In the call transcript below, condense the reply that begins "William, this is Dave Rebholz." into a short bulleted list that keeps its main facts.

» **EXCERPT TO READ**:
— BEGIN —
Alan Graf - EVP, CFO
Well, we are adjusting very rapidly.
I will let Dave and Dave both describe what is going on.
It is very good news.
Dave Bronczek - President, CEO
Yes, William.
I mentioned this earlier, but I think it is worth repeating.
Our revenue around the globe excluding acquisitions is growing twice as fast as our expenses are.
As Alan pointed out, we are very fluid on this.
We can ratchet down our expenses in a number of different areas.
We are working on a lot of productivity initiatives.
We are very optimistic about that program going forward for Express.
William Greene - Analyst
And on Ground?
Dave Rebholz - President, CEO
William, this is Dave Rebholz.
Part of the contractor model value is based around this whole issue of volume flexibility.
When contractors contract with FedEx Ground, they assume a level of risk and benefit.
Now, we don't expect volume to go down; but in any different area or under any different circumstances, that directly rolls back to the contractor.
So in fact the contractor has a vested interest to maintain and grow the relationship with the customer, because it is directly impacting them.
So therefore we don't have the normal volatility that happens with a fixed structure.
Having said that, our overhead structure is nominal outside of our capital investments, which we try to time very effectively against this volume growth.
Again we are expecting to continue to grow.
William Greene - Analyst
Okay.
Then just one last question on the Ground yields.
Can you estimate how much of that came from the change to DIM weight?
The growth that is.
Dave Rebholz - President, CEO
At this point, no; in fact I couldn't give you an exact number (multiple speakers).
Alan Graf - EVP, CFO
I'll do that.
It had a positive impact and helped us out on a year-over-year basis.
So did rate increases; and so did higher delivery surcharges; offset somewhat by a little bit of decline in weight.
William Greene - Analyst
Alan, is it safe to say all of those were sort of about the same in terms of percentages?
Or was one a big driver versus the other?
Alan Graf - EVP, CFO
Well, I think that is kind of information that I would like to keep in-house.
William Greene - Analyst
Okay.
Thanks.
Operator
Donald Broughton, A.G.
Edwards.
Donald Broughton - Analyst
Good morning, everybody.
I noticed that the average pounds per package in Express keep going up.
In previous cycles and previous slowdowns usually the average pounds per package fall off a little bit, as people are more reluctant to pay higher express package prices on the more heavy packages.
Why -- the slowdown in the economy happening and yet your revenue -- your pounds per package keeps going up in Express?
What is driving that today?
Dave Bronczek - President, CEO
Well, let me start off and then I will kick it over to Mike.
This is Dave.
Our International Priority pounds of course keep going up; and of course that is -- we are focused very heavily on certain segments of the market.
Of course in the United States it would be the bigger boxes, and that has been a lot of our strategy for the last several years.
So, yes, you are right.
But a lot of it has been driven by our International Priority package weight growing.
Donald Broughton - Analyst
Fair enough.
— END —
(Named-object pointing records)
— BEGIN —
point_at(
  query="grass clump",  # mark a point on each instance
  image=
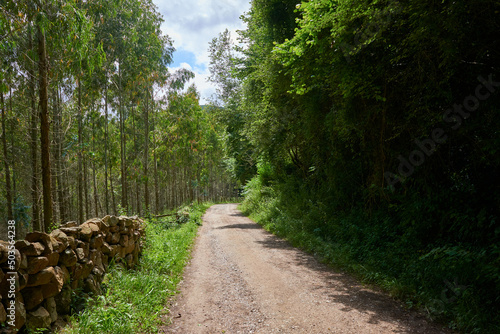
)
(134, 300)
(396, 248)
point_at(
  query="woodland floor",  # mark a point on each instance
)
(242, 279)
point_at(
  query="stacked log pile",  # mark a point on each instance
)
(50, 268)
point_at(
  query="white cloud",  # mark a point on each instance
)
(192, 24)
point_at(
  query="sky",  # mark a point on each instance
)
(192, 24)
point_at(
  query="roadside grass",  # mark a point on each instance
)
(134, 301)
(452, 284)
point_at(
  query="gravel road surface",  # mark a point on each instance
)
(242, 279)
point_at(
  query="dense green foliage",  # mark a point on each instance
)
(375, 125)
(122, 135)
(135, 301)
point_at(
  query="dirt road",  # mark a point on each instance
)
(242, 279)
— END —
» **CORRECT ANSWER**:
- Part of the contractor model's value lies in volume flexibility.
- Contractors working with FedEx Ground take on a level of risk and benefit, and any change in volume falls directly back on them.
- Contractors therefore have a stake in keeping and growing customer relationships.
- As a result, FedEx Ground avoids the usual volatility of a fixed structure.
- Overhead is nominal apart from capital investments, which are timed against volume growth.
- Volume is not expected to drop, and continued growth is expected.